### What you will do:
Only one stretch of the data below is wanted: the lines from the one with "Where can the jet" through the one with "Target: fluorescent light fixture", repeated exactly.

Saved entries
------
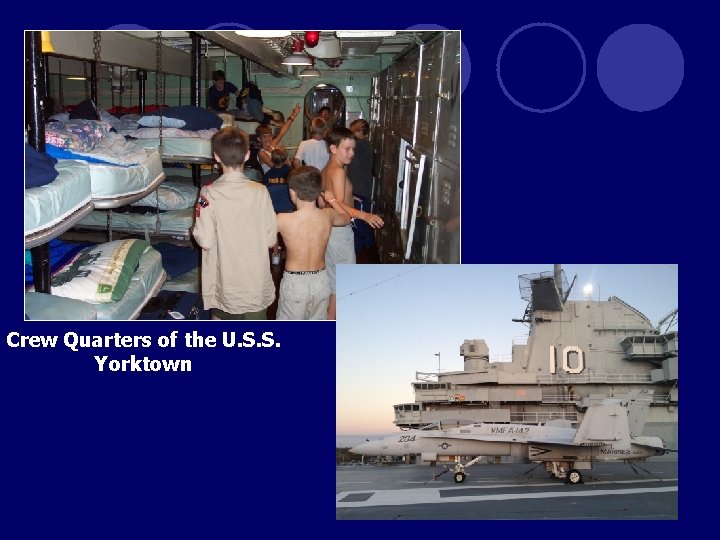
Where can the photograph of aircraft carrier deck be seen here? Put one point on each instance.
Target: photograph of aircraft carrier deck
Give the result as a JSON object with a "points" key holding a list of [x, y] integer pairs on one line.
{"points": [[586, 406]]}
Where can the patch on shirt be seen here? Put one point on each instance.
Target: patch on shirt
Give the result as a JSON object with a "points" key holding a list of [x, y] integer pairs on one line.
{"points": [[202, 203]]}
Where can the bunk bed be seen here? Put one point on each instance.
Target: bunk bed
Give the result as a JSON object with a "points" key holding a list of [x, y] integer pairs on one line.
{"points": [[83, 301], [168, 211], [51, 209], [93, 285]]}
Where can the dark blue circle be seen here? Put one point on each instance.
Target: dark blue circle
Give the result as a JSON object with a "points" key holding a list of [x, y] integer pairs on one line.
{"points": [[640, 67]]}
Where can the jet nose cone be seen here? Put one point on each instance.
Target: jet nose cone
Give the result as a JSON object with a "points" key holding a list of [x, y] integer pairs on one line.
{"points": [[359, 448]]}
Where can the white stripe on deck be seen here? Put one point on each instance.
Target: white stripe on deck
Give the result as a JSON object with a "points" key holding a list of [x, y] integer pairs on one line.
{"points": [[395, 497]]}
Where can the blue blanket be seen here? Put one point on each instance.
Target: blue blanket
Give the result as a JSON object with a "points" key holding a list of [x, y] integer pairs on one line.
{"points": [[61, 253], [39, 168]]}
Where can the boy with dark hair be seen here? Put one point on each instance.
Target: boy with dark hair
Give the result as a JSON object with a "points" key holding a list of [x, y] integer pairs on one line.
{"points": [[235, 225], [341, 247], [313, 151], [219, 92], [360, 173], [275, 180], [305, 287]]}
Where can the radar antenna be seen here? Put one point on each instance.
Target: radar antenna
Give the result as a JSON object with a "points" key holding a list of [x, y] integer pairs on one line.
{"points": [[671, 319]]}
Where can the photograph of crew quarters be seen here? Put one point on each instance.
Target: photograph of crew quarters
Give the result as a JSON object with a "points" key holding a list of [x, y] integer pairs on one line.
{"points": [[121, 128]]}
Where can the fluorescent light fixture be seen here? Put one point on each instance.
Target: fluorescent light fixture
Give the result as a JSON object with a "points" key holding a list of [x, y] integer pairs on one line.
{"points": [[364, 33], [263, 33], [309, 72], [46, 44], [297, 59]]}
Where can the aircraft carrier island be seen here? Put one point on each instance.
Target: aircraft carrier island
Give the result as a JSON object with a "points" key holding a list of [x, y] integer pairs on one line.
{"points": [[576, 352]]}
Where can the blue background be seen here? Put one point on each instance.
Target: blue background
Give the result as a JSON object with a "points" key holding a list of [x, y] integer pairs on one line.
{"points": [[226, 450]]}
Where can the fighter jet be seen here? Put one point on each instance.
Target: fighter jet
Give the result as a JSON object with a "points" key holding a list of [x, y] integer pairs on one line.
{"points": [[609, 432]]}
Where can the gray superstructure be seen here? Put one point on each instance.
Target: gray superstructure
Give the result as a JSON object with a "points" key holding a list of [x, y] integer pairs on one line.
{"points": [[576, 350]]}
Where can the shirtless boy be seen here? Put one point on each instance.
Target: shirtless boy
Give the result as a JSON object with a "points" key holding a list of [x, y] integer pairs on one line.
{"points": [[341, 247], [305, 286]]}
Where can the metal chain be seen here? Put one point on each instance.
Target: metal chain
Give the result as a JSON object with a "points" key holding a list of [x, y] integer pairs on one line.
{"points": [[159, 100], [87, 83], [61, 93], [96, 53]]}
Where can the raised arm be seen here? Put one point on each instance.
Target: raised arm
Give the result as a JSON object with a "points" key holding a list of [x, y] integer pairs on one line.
{"points": [[286, 125]]}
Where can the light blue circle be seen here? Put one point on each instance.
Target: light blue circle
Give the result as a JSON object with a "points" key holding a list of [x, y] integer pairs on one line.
{"points": [[564, 103]]}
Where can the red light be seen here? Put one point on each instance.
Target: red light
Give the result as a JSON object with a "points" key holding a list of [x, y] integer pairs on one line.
{"points": [[312, 38]]}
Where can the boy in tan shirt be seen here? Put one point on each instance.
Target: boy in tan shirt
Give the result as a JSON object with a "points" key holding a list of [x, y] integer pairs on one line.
{"points": [[305, 288], [235, 225]]}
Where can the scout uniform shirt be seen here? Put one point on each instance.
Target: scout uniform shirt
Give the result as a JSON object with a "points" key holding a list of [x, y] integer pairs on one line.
{"points": [[235, 225]]}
------
### Answer area:
Where can the jet nose cone be seen here? Put one point on each instance.
Target: jet nose cone
Give the result as a JSON object with a "points" key holding a list of [x, y] integer pairs on one line.
{"points": [[359, 448]]}
Where can the white stripe on deck be seen here? Put one point on each instance.
Target: white stripe on deck
Give the result as a JSON object with a "points" key holding a list of [x, y] integer pairs on one line.
{"points": [[395, 497]]}
Where can the blue blanket be seen here? Put one point on each instance.
Target: blue blanket
Give the result as a JSON object with a "points" key holding a list of [x, y] integer pairs on one line.
{"points": [[61, 253], [39, 168]]}
Where can the boy with dark hair be seen here? Put one point on each instance.
Target: boy with dark hair
Give the result as a JSON object with a "points" key holding a list of [x, y] integer pairs on one line.
{"points": [[235, 225], [341, 247], [313, 151], [219, 92], [360, 173], [275, 180], [305, 287]]}
Where can the radar antenna be seen here? Put one point on each instance.
Target: radar antenna
Give the result as a JSON object with a "points" key holding a list of [x, y] integer pairs on one line.
{"points": [[671, 319]]}
Where can the photograph of crew quarters be seen here? Put one point on each instance.
Target: photograph of crew quarters
Give the result as a JSON object with a "points" key holding a list of [x, y] integer pairs on one line.
{"points": [[121, 128]]}
Where can the fluorescent light fixture be seen here? Put one point on each instance.
Target: fluorescent light fixture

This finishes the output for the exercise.